Problem description: Your response should reproduce every line of the entries that contains the word "window".

Stored data
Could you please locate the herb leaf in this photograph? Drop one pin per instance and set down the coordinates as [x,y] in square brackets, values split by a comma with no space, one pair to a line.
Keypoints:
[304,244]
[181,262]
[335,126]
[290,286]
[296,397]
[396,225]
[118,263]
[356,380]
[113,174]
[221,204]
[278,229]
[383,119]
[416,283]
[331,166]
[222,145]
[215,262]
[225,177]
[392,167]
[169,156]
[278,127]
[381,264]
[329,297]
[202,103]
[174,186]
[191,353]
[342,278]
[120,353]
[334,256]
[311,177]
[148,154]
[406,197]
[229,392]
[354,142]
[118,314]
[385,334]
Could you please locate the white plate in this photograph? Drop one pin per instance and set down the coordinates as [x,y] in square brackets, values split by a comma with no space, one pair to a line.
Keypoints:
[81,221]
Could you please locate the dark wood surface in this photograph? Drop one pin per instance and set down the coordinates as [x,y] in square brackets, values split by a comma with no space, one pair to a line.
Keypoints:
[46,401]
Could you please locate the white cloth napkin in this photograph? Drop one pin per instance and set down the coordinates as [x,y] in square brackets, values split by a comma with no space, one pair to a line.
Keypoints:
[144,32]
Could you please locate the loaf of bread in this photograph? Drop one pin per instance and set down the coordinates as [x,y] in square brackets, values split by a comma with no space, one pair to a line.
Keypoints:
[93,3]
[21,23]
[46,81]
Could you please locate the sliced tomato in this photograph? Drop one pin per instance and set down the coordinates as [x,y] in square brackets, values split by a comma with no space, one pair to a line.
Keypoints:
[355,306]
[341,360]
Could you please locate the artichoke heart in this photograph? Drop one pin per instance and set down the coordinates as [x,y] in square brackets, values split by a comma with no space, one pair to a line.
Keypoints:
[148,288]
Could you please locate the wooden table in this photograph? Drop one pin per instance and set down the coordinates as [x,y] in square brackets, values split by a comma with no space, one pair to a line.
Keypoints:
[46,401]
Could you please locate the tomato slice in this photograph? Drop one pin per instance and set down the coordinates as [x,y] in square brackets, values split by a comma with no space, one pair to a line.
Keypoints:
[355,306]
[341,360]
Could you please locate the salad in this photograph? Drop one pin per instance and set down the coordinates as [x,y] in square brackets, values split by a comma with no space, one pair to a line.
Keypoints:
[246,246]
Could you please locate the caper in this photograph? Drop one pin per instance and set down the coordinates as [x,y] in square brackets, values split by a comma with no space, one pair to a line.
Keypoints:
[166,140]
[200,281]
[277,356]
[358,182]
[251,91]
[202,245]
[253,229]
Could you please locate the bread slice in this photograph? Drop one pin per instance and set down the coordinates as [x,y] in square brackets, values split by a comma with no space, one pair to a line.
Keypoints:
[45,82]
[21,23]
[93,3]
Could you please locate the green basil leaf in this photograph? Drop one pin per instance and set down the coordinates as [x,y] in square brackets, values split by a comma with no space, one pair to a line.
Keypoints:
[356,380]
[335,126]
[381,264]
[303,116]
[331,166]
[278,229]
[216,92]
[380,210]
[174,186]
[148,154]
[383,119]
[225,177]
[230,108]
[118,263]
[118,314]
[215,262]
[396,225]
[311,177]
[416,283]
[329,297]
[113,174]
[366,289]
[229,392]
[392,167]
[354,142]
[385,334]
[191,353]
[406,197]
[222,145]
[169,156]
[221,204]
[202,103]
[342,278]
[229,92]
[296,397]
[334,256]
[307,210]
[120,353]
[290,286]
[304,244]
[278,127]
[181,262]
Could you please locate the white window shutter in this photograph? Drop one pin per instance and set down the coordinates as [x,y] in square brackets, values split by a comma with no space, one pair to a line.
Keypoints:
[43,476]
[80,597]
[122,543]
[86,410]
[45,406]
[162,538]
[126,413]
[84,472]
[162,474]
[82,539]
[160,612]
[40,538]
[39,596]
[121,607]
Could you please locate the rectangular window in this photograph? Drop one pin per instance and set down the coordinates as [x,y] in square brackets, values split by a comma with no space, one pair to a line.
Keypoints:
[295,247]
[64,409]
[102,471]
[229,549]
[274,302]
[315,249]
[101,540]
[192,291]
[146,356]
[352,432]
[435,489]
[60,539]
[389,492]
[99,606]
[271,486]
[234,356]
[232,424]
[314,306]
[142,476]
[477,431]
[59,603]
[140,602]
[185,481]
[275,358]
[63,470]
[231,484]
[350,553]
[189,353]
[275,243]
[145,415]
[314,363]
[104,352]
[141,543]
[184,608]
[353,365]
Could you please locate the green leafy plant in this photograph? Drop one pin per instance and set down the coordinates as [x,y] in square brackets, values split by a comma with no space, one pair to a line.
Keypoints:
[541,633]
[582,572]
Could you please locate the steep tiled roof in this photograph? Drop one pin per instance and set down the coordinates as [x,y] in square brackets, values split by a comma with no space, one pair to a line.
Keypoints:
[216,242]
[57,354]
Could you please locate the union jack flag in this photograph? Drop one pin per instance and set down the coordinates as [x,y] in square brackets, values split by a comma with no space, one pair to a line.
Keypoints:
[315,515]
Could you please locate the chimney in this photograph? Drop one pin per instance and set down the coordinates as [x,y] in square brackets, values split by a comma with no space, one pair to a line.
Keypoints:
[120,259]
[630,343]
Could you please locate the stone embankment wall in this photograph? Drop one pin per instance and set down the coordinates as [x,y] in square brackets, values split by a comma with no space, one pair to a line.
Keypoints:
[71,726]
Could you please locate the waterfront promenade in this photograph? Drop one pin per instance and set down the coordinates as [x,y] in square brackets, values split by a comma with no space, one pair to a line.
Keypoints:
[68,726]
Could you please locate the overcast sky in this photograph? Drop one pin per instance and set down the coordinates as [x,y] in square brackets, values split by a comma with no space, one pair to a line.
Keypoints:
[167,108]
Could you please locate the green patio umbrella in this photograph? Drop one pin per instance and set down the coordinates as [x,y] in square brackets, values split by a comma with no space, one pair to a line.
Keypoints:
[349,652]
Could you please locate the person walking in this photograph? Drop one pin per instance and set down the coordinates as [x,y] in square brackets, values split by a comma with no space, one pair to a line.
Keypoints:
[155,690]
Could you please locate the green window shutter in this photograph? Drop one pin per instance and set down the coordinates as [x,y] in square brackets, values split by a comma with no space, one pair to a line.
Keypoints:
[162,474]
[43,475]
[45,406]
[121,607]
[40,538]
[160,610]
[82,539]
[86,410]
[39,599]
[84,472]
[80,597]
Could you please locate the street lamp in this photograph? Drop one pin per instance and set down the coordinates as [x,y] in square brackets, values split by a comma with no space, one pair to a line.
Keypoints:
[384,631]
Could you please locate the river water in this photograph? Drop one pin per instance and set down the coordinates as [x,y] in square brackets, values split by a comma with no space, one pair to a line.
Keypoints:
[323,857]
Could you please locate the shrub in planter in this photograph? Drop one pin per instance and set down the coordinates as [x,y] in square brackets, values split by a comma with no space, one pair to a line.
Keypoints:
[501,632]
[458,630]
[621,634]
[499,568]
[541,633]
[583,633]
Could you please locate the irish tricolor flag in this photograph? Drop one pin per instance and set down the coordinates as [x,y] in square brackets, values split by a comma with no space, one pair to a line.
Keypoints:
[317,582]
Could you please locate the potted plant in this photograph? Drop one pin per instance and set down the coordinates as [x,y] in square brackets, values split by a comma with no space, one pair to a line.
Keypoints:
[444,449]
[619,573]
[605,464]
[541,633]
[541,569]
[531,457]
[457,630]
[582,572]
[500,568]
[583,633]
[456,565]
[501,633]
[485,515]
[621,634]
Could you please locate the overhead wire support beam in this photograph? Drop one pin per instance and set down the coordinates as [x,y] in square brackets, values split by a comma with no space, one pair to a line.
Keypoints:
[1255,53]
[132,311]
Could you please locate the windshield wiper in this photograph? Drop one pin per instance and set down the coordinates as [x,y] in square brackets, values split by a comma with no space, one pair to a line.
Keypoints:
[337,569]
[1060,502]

Reply to the task:
Could you please locate the white window shutter in this photograph? Drop one pin per instance and set down the coordinates as [x,y] in square brackets, values split by a comma with no space, one pair to a line.
Could you please locate the rectangular window in this photograph? Drop one pin per instance and set down the coordinates as [x,y] in square brackets, values split by a comma with no space, one pair to a line.
Could you please locate the green window shutter in this photograph? Drop one pin per instance and set down the coordinates as [x,y] in square brackets, values split by a comma with no space, one pair to a line.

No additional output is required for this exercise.